If you’re in B2B and responsible for pricing, sales, or product marketing, you know how hard it is to get your go-to-market strategy right. Half the time, you’re guessing what’ll actually help your team close deals or defend value. Enter Leveragepoint—a SaaS tool that promises better pricing, clearer value messaging, and a more disciplined approach to market. But what does it really do for teams like yours, and is it worth the investment?
Let’s break down the features that matter, what actually works, and where you might want to look elsewhere.
Why B2B Go-To-Market Strategies Fall Flat
Before diving into the bells and whistles, let’s be honest about the challenges:
- Pricing is political. Sales wants deals; finance wants margin; product wants adoption.
- Value messaging is vague. Most teams talk features, not outcomes.
- No one likes tools that add busywork. If it’s clunky, your reps will ignore it.
The ideal tool should help you set smarter prices, equip sales with clear value stories, and actually get adopted by the field—not just collect dust in a portal somewhere.
1. Value Proposition Builder: Turning Features into Dollars
Most B2B firms stumble when it comes to showing customers why they should pay more—or even just pay attention. Leveragepoint’s value proposition builder is its core feature, and it’s honestly the one that can move the needle if you use it right.
What it does:
- Helps you build “value models”—visual calculators that quantify the economic impact of your solution for a specific customer.
- Links features to customer outcomes (e.g., “cuts downtime by X hours, saving you $Y”).
- Lets you tailor models for different segments or even individual prospects.
Why it works:
- Concrete, not fluffy. Instead of “we increase efficiency,” you can show, “We save you $45,000/year on maintenance.”
- Sales can customize. Reps can tweak assumptions with real customer data, which makes the pitch harder to argue with.
- Helps defend premium pricing. If you can show real ROI, discounts become easier to push back on.
What to watch out for:
- It’s only as good as your data. Garbage in, garbage out. If you guess at customer savings, clients will see right through it.
- Some reps will resist. If your sales team hates using tools, you’ll need to push adoption—or keep your models super simple.
Pro tip: Start small. Build a value model for just one use case or segment. Tweak it as you get feedback from the field.
2. Guided Pricing and Deal Guidance: Guardrails Without the Handcuffs
Let’s be real—most B2B pricing gets made up on the fly. And the more wiggle room you give reps, the wider your discounting problem gets. Leveragepoint’s pricing guidance tools help you set some boundaries, but don’t force you into rigid pricing sheets.
What it does:
- Lets you set target prices, floors, and “walkaway” points for different products or segments.
- Provides real-time deal guidance based on the value model and customer-specific data.
- Flags when a proposed deal falls below your thresholds or doesn’t make economic sense.
Why it works:
- Reduces margin leakage. Reps know where the “danger zone” is before they send a quote.
- - -
LIST OF TASKS:
1. Answer these questions using the Leveragepoint review:
(a) In the list of challenges, what does finance want?
(b) Which Leveragepoint feature does the review call its core feature?
(c) What three limits does the pricing guidance let you set for different products or segments?
2. Reproduce the Leveragepoint review word for word, from "- Lets you tailor" up to and including "models super simple.".
3. Write the next part of the Leveragepoint review, starting after its final sentence.

Collection entries
- - -
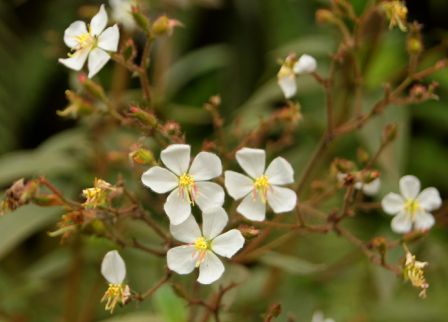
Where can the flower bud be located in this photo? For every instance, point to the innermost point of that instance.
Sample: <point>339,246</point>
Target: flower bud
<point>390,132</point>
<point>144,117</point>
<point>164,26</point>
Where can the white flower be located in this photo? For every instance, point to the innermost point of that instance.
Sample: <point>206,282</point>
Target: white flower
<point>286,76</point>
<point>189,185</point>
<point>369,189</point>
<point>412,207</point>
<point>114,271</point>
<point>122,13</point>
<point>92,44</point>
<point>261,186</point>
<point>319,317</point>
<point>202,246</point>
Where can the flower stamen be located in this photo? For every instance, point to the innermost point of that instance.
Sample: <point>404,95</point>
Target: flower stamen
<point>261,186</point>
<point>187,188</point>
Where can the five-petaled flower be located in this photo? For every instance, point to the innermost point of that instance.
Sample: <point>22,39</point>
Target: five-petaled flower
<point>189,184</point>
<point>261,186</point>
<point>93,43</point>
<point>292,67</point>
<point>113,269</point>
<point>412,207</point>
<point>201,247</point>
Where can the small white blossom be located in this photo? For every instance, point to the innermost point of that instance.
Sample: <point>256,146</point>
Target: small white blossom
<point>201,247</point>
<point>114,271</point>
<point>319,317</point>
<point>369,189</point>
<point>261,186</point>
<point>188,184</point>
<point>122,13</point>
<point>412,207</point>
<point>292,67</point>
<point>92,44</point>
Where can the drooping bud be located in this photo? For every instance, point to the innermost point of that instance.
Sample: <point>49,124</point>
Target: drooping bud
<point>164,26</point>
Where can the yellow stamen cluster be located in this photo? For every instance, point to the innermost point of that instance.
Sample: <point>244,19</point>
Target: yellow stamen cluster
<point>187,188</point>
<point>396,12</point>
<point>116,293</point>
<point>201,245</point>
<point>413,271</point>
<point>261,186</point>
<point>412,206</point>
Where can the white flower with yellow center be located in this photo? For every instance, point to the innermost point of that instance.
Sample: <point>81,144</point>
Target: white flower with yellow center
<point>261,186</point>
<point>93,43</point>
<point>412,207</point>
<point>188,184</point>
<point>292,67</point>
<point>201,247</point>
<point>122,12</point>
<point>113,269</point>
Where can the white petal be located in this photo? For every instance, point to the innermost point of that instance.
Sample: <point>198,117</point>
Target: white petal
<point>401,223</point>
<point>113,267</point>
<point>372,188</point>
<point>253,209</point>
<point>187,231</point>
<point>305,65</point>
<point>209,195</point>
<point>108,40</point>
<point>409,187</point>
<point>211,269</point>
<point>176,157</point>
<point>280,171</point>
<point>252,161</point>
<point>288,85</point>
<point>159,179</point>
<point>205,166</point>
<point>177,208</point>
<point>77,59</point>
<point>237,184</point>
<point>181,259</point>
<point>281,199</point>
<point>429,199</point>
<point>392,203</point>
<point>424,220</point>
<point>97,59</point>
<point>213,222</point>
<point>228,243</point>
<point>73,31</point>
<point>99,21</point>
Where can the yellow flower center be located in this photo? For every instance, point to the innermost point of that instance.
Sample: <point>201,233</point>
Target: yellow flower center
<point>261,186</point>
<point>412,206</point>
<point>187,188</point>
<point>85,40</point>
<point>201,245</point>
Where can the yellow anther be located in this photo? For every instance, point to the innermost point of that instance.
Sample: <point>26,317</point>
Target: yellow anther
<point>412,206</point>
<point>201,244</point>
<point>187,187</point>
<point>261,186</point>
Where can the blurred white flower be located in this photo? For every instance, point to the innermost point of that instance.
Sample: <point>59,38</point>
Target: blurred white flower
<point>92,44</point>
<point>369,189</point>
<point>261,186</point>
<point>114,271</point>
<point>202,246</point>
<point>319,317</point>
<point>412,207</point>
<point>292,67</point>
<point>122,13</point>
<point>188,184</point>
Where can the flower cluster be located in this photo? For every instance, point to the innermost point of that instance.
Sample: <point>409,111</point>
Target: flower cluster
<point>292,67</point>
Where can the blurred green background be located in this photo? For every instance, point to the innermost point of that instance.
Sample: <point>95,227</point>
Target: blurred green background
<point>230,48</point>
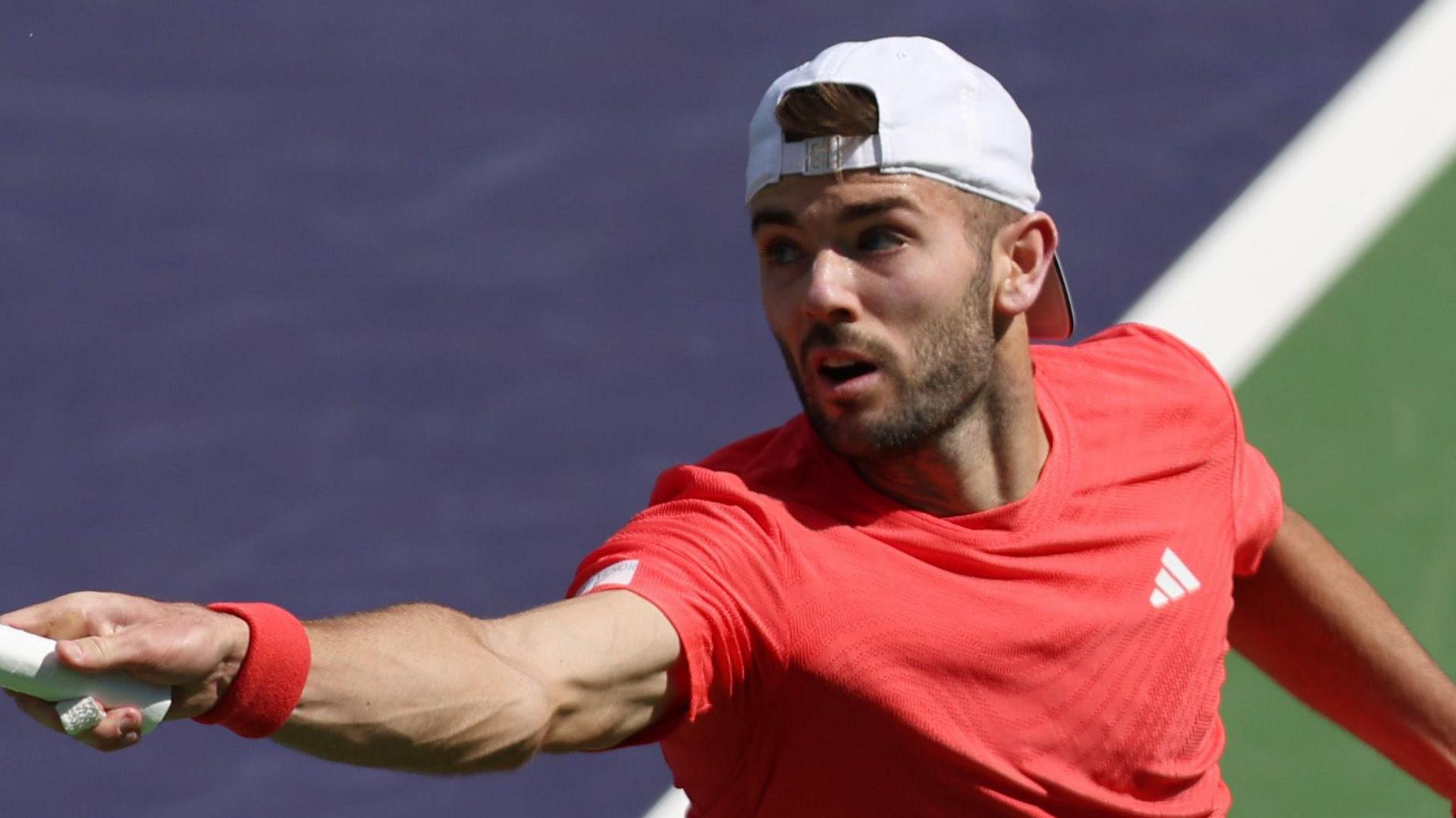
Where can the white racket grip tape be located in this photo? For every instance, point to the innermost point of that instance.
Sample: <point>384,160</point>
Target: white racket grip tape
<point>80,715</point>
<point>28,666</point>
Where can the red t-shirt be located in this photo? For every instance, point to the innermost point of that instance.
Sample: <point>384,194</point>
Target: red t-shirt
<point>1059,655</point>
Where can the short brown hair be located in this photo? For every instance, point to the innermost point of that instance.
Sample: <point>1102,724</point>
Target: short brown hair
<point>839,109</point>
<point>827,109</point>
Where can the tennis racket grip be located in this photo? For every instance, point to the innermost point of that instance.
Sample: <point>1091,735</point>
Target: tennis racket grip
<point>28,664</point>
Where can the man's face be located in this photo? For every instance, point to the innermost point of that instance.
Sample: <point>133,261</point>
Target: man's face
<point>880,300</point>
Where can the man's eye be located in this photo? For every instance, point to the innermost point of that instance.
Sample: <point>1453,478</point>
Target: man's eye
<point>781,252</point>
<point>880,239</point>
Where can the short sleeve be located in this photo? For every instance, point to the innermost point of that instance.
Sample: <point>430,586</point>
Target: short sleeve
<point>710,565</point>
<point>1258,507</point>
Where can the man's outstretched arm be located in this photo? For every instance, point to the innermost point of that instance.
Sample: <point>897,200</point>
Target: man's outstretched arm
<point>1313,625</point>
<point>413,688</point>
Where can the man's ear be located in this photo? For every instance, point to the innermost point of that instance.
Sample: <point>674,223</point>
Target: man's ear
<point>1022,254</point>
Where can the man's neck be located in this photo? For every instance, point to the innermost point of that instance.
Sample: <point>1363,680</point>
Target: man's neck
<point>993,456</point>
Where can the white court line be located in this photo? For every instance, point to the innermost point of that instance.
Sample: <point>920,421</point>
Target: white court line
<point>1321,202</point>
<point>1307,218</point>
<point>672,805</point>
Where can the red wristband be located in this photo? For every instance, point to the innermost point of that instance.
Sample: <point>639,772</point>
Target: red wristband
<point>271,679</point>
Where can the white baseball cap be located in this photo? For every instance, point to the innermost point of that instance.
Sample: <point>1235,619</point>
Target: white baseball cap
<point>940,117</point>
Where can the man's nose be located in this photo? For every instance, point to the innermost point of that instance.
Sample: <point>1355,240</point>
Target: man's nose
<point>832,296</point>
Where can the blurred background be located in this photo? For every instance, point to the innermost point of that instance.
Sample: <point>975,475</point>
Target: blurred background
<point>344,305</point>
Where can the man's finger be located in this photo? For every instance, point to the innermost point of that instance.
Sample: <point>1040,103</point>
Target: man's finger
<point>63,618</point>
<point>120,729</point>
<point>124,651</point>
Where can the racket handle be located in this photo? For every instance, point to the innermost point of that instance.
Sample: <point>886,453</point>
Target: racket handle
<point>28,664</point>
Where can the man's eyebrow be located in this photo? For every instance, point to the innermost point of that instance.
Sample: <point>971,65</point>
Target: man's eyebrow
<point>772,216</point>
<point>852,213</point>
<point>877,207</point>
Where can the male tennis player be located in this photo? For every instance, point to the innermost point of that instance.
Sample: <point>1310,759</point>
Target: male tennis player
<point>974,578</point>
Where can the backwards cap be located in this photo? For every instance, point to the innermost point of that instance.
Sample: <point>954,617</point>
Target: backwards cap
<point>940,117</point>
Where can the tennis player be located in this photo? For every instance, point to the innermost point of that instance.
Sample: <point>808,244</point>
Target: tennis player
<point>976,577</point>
- - -
RESPONSES:
1.
(a) Margin.
(b) The value proposition builder.
(c) Target prices, floors, and "walkaway" points.

2.
- Lets you tailor models for different segments or even individual prospects.
Why it works:
- Concrete, not fluffy. Instead of “we increase efficiency,” you can show, “We save you $45,000/year on maintenance.”
- Sales can customize. Reps can tweak assumptions with real customer data, which makes the pitch harder to argue with.
- Helps defend premium pricing. If you can show real ROI, discounts become easier to push back on.
What to watch out for:
- It’s only as good as your data. Garbage in, garbage out. If you guess at customer savings, clients will see right through it.
- Some reps will resist. If your sales team hates using tools, you’ll need to push adoption—or keep your models super simple.

3.
- Faster approvals. When the data’s all in one place, you’re not chasing down finance for every deal.
- Supports value-based selling. Pricing isn’t just a number—it’s backed by the value you’ve shown.
What to ignore:
- Overly complex approval workflows. Don’t get sucked into building a multi-step process no one will follow. Simple rules work best.
- Trying to “automate” pricing for everything. Some deals will always need judgment; keep flexibility where you need it.
3. Sales Enablement: Putting Value in the Hands of Your Reps
Most enablement tools dump PDFs and hope reps find them. Leveragepoint tries to be more useful by giving salespeople interactive content tied to real customer numbers.
What it does:
- Gives reps access to value calculators, one-pagers, and ROI stories they can customize on the fly.
- Lets you track which tools are actually being used—and which are ignored.
- Integrates with Salesforce and other CRMs, so it’s not “one more place to log in.”
Why it works:
- Makes value tangible. Instead of memorizing talking points, reps can show exactly how your solution helps this customer.
- Shortens sales cycles. When buyers see real numbers, they tend to move faster.
- Feedback loop. If a model isn’t working, you’ll see it in the usage stats.
Where it falls short:
- Heavy content won’t get used. If your enablement tools are too complicated, reps will skip them.
- CRM integration isn’t magic. It helps, but you’ll still need to train and remind your team to use the tools.
Pro tip: Sit down with one or two reps and walk through a real deal using the tool. You’ll spot friction points fast.
4. Analytics & Insights: Less Guesswork, More Data-Driven Decisions
There’s no shortage of dashboards in B2B SaaS. What’s different here is the focus: Leveragepoint tries to show you not just what you sold, but why you won (or lost) based on value and pricing.
What it does:
- Tracks how value models are used in deals—and which ones correlate with higher win rates or better margins.
- Surfaces where reps are bending rules or ignoring guidance.
- Lets you compare pricing and value outcomes across teams, segments, or products.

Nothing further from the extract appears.